◆ Work task ◆
Return every line of the entries that includes the word "umbrella".

◆ Input for this task ◆

Start of Block

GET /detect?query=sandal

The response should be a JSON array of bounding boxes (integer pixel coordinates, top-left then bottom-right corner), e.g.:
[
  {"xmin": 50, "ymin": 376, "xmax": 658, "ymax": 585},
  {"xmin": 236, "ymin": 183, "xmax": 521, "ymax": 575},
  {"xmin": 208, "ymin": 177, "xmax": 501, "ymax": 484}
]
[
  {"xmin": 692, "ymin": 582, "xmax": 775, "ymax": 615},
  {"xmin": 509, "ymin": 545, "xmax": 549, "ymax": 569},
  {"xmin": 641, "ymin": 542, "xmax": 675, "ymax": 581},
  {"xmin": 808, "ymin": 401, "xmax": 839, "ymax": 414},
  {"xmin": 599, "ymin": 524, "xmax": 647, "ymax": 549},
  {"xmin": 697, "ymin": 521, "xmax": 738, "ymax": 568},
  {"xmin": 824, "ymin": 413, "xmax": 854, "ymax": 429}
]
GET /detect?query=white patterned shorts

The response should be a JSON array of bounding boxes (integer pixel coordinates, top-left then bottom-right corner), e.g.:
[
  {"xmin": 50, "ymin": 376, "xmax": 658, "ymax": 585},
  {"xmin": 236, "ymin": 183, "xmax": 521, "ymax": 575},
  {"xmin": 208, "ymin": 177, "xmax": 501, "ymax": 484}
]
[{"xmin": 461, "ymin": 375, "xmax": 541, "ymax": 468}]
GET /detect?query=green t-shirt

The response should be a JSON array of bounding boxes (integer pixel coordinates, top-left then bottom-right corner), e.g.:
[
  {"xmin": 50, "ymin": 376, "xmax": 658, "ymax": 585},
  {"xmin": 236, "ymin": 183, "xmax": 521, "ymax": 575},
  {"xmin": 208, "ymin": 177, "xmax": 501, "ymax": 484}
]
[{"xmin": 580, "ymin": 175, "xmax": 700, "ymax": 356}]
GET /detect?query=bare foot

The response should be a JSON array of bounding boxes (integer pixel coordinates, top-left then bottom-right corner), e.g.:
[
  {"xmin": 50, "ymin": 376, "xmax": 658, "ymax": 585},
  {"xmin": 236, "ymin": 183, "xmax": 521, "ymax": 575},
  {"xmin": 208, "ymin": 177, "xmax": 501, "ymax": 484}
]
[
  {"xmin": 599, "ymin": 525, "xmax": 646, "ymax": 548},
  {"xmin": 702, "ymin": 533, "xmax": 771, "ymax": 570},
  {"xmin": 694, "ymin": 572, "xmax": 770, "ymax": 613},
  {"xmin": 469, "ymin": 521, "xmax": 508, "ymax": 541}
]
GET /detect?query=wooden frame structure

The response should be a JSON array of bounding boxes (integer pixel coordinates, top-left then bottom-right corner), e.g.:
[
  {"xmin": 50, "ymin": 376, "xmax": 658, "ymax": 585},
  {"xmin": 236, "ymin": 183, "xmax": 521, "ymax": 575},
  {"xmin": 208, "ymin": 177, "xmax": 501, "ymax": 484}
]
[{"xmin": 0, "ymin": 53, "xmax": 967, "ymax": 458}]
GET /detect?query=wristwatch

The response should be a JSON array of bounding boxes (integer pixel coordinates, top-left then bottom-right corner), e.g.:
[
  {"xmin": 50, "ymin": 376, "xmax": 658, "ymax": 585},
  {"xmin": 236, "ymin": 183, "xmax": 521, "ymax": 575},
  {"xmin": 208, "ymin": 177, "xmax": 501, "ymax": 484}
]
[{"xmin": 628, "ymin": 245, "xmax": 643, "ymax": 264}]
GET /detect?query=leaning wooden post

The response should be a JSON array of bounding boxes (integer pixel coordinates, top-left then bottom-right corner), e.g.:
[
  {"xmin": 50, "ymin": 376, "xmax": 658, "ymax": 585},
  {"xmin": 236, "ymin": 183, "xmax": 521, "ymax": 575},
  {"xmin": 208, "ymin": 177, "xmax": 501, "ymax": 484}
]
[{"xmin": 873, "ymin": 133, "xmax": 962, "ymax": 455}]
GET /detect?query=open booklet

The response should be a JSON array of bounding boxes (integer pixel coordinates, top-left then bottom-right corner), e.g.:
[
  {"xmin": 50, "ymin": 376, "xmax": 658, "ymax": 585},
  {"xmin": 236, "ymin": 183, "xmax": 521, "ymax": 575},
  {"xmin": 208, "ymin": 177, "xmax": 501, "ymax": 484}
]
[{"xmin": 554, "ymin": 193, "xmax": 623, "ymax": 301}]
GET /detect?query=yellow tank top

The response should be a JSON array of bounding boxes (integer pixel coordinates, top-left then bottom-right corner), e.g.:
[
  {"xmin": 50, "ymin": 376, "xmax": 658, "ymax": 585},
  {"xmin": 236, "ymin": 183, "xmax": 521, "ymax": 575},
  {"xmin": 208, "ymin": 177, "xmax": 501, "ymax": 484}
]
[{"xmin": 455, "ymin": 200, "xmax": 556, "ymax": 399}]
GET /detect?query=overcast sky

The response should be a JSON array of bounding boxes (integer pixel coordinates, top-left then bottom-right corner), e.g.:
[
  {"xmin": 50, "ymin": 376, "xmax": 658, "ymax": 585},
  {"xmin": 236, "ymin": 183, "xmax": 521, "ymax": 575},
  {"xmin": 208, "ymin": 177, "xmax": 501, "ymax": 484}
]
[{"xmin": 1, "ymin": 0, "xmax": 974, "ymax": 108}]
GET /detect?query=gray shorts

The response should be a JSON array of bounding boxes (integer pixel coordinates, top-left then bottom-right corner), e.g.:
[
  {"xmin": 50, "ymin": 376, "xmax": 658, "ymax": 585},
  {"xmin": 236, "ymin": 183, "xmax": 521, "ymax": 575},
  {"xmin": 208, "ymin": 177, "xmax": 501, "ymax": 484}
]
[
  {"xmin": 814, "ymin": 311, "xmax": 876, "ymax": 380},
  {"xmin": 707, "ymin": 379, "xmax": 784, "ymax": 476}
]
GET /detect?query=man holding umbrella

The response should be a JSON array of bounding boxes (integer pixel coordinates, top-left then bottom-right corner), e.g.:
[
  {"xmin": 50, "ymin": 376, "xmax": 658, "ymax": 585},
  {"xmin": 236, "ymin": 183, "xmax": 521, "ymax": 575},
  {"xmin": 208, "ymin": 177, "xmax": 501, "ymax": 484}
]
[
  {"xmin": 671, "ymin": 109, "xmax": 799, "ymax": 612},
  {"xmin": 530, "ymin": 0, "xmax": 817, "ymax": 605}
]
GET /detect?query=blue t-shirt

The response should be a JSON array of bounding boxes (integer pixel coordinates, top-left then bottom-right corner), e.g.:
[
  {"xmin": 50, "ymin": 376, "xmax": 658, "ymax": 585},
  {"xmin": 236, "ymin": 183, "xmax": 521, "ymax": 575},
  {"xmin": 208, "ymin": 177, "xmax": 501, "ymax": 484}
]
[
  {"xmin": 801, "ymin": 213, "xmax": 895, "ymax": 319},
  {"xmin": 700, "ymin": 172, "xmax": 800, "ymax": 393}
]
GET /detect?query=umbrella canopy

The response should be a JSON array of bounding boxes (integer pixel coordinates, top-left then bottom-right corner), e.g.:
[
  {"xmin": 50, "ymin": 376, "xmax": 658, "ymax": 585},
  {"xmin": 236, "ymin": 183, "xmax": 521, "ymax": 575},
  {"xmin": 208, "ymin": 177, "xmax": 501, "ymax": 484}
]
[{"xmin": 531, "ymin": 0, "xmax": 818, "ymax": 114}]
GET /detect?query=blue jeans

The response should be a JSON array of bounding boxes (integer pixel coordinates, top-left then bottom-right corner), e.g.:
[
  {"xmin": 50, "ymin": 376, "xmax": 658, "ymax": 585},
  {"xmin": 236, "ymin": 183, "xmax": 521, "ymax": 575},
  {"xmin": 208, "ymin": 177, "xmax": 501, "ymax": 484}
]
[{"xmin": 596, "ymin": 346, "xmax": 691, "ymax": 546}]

End of Block

◆ Reply ◆
GET /detect?query=man holding umbrella
GET /detect?query=umbrella canopy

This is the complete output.